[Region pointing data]

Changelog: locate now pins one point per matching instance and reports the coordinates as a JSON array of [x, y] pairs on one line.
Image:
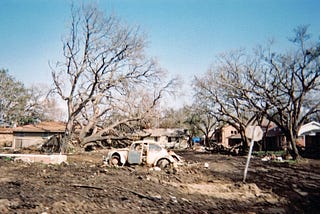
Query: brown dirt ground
[[86, 185]]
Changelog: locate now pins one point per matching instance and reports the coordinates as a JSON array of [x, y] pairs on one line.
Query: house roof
[[50, 126], [6, 130], [164, 132], [309, 128], [273, 132], [235, 136]]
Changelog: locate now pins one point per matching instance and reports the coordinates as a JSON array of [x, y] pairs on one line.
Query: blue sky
[[184, 35]]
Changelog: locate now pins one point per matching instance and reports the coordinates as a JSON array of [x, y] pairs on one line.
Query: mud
[[86, 185]]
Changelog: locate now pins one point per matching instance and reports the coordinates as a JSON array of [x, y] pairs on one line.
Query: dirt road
[[86, 185]]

## Requirement
When the line containing "Query: house roof" is found in the records above, restate it and every later line word for word through the last one, and nothing more.

## Result for this exercise
Query: house roof
[[50, 126], [6, 130], [164, 132], [309, 128], [273, 132], [235, 136]]
Changelog: locate now pins one point per matching instance and reports the coordinates as a JSON array of [x, y] pairs on one line.
Query: blue sky
[[184, 35]]
Changelog: locate now pins one point per matching instance and reports the coordinates as a JSON array of [x, y] pairs on one line.
Query: mud
[[86, 185]]
Changelog: locate now pins one point per matching instance and reports the coordinates as a JSON array of [x, y] pairs on one line.
Query: dirt road
[[86, 185]]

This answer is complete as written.